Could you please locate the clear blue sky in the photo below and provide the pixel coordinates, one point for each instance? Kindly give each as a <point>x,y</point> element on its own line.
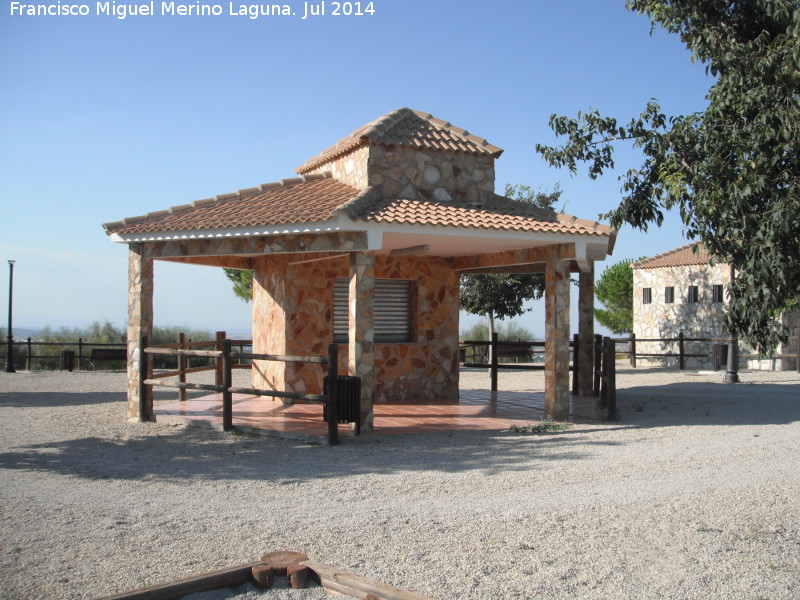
<point>102,118</point>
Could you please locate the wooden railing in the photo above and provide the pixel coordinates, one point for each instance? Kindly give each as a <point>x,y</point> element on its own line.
<point>603,364</point>
<point>681,355</point>
<point>223,365</point>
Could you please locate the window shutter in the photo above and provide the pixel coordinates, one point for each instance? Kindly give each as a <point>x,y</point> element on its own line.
<point>341,318</point>
<point>392,310</point>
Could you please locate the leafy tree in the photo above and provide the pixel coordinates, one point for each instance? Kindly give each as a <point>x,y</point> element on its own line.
<point>242,280</point>
<point>614,290</point>
<point>502,295</point>
<point>733,170</point>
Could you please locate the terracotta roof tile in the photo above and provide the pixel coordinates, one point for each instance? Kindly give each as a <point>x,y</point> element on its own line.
<point>407,128</point>
<point>694,253</point>
<point>302,200</point>
<point>500,213</point>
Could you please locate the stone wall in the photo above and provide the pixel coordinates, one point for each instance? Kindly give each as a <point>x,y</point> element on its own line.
<point>302,310</point>
<point>416,174</point>
<point>702,319</point>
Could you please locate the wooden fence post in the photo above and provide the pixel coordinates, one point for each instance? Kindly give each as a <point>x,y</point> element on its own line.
<point>333,394</point>
<point>220,336</point>
<point>145,411</point>
<point>611,378</point>
<point>493,363</point>
<point>575,363</point>
<point>604,372</point>
<point>227,384</point>
<point>598,364</point>
<point>182,364</point>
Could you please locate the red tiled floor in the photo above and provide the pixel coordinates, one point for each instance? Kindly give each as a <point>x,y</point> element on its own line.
<point>476,410</point>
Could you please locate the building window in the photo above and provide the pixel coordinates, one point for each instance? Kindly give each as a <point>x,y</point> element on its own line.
<point>392,316</point>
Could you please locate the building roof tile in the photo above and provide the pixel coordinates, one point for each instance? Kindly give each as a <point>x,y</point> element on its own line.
<point>694,253</point>
<point>301,200</point>
<point>407,128</point>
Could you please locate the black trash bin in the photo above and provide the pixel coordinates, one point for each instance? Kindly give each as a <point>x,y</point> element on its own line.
<point>349,404</point>
<point>67,360</point>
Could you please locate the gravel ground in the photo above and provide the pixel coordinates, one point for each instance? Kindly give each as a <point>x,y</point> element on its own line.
<point>692,493</point>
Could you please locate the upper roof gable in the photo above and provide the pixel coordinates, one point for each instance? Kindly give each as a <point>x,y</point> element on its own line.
<point>407,128</point>
<point>311,198</point>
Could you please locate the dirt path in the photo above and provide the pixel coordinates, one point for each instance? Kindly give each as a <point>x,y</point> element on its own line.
<point>693,493</point>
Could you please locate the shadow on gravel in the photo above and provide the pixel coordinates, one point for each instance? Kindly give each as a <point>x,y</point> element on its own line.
<point>186,454</point>
<point>54,399</point>
<point>708,403</point>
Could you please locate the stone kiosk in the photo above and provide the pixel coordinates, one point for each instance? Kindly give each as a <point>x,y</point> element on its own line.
<point>366,248</point>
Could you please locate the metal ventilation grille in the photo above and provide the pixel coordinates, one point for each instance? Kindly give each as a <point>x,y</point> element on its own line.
<point>392,310</point>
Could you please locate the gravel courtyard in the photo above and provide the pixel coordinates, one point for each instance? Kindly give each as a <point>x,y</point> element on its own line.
<point>693,493</point>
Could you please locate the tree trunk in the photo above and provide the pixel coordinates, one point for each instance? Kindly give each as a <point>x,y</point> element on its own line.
<point>490,316</point>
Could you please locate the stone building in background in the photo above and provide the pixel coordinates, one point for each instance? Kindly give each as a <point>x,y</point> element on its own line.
<point>680,291</point>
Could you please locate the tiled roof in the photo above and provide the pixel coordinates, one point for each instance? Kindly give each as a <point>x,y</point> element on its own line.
<point>499,213</point>
<point>302,200</point>
<point>690,254</point>
<point>407,128</point>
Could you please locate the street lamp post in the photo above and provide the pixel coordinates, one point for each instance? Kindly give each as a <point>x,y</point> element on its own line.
<point>732,370</point>
<point>10,347</point>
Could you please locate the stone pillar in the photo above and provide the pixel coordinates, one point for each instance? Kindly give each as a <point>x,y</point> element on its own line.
<point>140,322</point>
<point>585,330</point>
<point>556,354</point>
<point>361,355</point>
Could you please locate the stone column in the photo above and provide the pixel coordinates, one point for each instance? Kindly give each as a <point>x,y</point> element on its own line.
<point>361,355</point>
<point>585,330</point>
<point>140,322</point>
<point>556,354</point>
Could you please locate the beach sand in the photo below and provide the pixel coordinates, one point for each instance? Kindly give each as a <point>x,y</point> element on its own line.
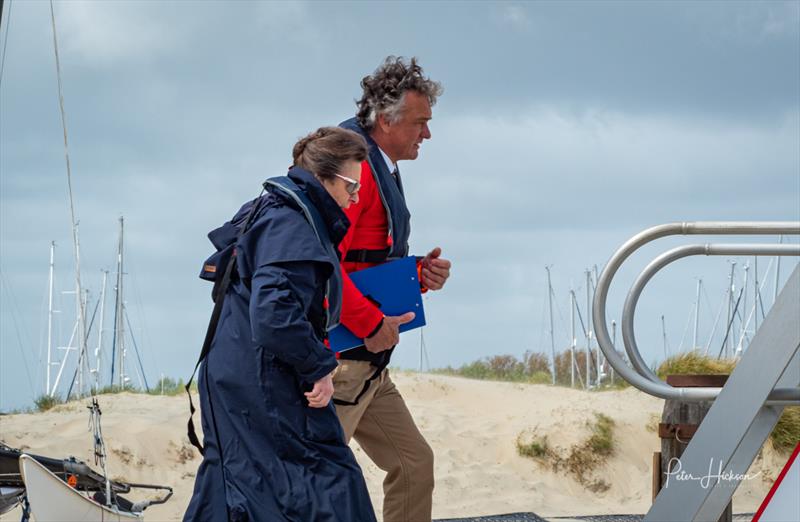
<point>471,425</point>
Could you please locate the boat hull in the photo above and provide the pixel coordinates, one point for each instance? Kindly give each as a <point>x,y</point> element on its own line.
<point>52,499</point>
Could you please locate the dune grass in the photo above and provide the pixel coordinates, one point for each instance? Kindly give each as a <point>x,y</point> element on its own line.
<point>786,434</point>
<point>580,460</point>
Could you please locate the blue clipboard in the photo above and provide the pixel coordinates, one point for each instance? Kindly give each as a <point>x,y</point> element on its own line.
<point>394,287</point>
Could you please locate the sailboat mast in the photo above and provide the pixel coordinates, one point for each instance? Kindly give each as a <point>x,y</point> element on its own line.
<point>588,328</point>
<point>73,220</point>
<point>98,352</point>
<point>552,338</point>
<point>50,317</point>
<point>120,306</point>
<point>696,314</point>
<point>574,340</point>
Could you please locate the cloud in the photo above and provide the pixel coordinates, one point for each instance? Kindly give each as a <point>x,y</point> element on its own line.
<point>513,15</point>
<point>100,33</point>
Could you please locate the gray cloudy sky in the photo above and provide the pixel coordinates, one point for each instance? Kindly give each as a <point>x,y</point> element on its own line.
<point>565,128</point>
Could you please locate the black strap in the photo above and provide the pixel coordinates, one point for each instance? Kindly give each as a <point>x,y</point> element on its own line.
<point>367,256</point>
<point>379,367</point>
<point>212,326</point>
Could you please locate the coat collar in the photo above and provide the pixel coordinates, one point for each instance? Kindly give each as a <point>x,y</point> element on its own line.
<point>332,214</point>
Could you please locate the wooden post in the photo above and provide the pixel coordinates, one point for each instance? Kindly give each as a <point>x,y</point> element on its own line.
<point>679,422</point>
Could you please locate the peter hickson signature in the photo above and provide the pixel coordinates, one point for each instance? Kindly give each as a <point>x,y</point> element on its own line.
<point>705,480</point>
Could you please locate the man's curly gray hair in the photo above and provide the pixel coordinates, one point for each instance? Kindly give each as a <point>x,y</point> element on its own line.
<point>385,90</point>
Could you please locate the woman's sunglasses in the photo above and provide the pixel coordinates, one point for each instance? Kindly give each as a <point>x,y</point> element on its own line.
<point>352,186</point>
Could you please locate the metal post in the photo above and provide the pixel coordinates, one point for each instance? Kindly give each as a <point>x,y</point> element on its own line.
<point>50,317</point>
<point>588,329</point>
<point>743,323</point>
<point>756,292</point>
<point>121,305</point>
<point>696,314</point>
<point>614,344</point>
<point>731,291</point>
<point>98,352</point>
<point>574,340</point>
<point>777,273</point>
<point>552,338</point>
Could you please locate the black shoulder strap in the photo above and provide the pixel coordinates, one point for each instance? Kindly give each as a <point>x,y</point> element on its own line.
<point>213,322</point>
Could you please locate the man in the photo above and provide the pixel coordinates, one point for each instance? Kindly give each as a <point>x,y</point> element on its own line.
<point>393,116</point>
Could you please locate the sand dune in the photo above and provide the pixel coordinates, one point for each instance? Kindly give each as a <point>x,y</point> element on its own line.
<point>471,425</point>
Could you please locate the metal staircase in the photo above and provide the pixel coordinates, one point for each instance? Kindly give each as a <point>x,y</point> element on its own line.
<point>746,409</point>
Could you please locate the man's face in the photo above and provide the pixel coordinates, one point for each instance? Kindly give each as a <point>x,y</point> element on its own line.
<point>403,137</point>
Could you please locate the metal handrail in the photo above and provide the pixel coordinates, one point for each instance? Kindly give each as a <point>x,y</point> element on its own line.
<point>640,376</point>
<point>629,308</point>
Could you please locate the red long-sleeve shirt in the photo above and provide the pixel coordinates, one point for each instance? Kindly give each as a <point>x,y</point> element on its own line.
<point>369,229</point>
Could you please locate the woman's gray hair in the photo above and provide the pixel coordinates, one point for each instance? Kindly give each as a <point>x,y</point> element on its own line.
<point>385,90</point>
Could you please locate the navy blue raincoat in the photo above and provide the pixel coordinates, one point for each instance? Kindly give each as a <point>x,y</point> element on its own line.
<point>268,455</point>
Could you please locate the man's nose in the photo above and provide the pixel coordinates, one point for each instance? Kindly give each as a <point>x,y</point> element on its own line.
<point>426,132</point>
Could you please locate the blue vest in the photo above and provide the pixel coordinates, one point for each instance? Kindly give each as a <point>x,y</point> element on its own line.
<point>390,189</point>
<point>333,289</point>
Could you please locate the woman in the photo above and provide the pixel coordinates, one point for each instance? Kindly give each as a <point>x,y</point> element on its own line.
<point>274,448</point>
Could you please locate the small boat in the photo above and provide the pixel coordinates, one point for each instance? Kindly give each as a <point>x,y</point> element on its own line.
<point>51,498</point>
<point>66,490</point>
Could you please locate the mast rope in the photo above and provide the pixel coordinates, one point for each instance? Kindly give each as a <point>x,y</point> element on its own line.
<point>73,222</point>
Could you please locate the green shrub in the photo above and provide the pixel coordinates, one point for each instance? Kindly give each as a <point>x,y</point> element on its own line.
<point>602,440</point>
<point>786,434</point>
<point>45,402</point>
<point>695,363</point>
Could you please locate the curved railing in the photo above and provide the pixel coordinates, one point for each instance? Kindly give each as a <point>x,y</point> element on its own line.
<point>640,375</point>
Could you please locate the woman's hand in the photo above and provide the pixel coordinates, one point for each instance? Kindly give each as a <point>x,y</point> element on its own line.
<point>321,394</point>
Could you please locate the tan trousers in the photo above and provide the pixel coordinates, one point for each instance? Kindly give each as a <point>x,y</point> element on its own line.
<point>385,430</point>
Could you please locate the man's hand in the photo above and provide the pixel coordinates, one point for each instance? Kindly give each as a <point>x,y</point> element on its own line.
<point>435,270</point>
<point>389,333</point>
<point>321,394</point>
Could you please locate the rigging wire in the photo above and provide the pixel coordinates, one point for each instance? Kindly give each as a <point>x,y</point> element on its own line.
<point>73,222</point>
<point>5,38</point>
<point>14,319</point>
<point>136,348</point>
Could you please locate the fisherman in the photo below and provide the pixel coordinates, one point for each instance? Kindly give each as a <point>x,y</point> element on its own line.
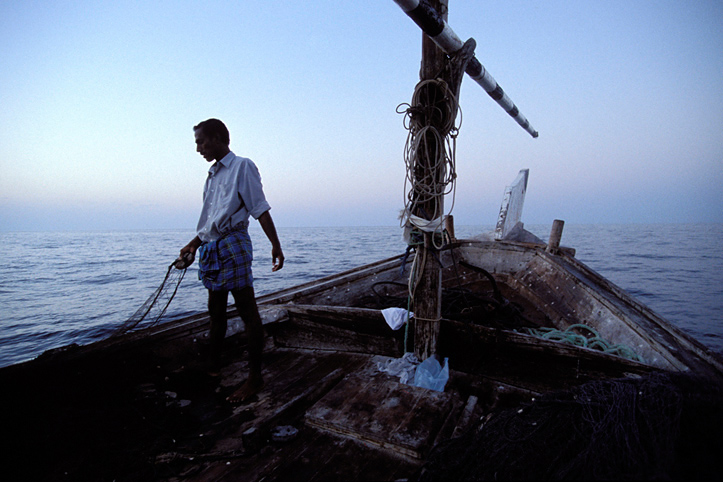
<point>232,193</point>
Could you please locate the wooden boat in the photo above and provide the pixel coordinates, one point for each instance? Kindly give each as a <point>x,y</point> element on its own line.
<point>142,407</point>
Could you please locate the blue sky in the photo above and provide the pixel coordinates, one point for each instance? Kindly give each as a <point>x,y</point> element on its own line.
<point>99,99</point>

■ REQUIREMENT: Recast the records above as a numbered list, from the line with "Could you please locate the wooden fence" up to and including the line with "<point>476,410</point>", leaving out any blank lines.

■ SOLVED PROBLEM:
1. Could you please locate the wooden fence post in the photo above and provide the pixel coordinates, one point for each instance? Kindly give each as a <point>x,y</point> element on its own line.
2. <point>333,394</point>
3. <point>220,336</point>
4. <point>145,411</point>
5. <point>611,378</point>
6. <point>493,363</point>
7. <point>575,363</point>
8. <point>604,372</point>
9. <point>227,384</point>
10. <point>598,364</point>
11. <point>182,364</point>
12. Could you please locate the red tiled floor in the photo above and provide the pixel coordinates, one point for each instance? Kindly give each as a <point>x,y</point> element on its own line.
13. <point>476,410</point>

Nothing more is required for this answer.